◆ **To do**
Pick out and copy every line of the records that contains the string "player". Case counts.

◆ **Data to use**
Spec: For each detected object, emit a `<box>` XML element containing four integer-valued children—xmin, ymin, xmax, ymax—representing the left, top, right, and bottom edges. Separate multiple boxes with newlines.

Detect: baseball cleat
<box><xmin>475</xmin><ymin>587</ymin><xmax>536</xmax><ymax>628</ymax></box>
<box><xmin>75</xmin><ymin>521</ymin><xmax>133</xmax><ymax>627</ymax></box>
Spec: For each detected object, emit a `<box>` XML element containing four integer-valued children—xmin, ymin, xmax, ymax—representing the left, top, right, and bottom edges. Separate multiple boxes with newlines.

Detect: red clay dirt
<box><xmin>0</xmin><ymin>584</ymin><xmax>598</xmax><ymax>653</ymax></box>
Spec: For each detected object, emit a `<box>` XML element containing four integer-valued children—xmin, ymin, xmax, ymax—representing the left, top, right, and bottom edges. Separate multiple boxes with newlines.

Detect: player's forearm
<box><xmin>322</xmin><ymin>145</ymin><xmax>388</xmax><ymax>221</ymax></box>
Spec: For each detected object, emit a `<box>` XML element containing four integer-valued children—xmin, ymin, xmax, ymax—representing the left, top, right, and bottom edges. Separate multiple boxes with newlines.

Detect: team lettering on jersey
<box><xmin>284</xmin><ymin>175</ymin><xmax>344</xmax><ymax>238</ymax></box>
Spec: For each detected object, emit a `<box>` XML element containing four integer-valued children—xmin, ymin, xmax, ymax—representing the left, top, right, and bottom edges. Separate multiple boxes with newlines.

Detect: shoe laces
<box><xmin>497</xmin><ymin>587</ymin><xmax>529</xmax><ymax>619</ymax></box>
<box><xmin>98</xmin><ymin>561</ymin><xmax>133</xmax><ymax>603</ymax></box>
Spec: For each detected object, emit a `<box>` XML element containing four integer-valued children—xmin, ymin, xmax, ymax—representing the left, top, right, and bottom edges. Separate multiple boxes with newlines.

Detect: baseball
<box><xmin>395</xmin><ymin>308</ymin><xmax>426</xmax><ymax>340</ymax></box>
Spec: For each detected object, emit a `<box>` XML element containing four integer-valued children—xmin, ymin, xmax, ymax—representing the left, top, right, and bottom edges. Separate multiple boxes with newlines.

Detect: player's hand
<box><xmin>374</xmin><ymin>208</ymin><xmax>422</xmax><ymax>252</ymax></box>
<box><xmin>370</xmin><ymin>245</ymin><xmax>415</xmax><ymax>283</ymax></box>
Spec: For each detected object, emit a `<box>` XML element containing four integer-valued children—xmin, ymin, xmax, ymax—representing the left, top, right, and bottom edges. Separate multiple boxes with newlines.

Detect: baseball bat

◆ **Solved problem**
Detect: player's forearm
Detect: player's hand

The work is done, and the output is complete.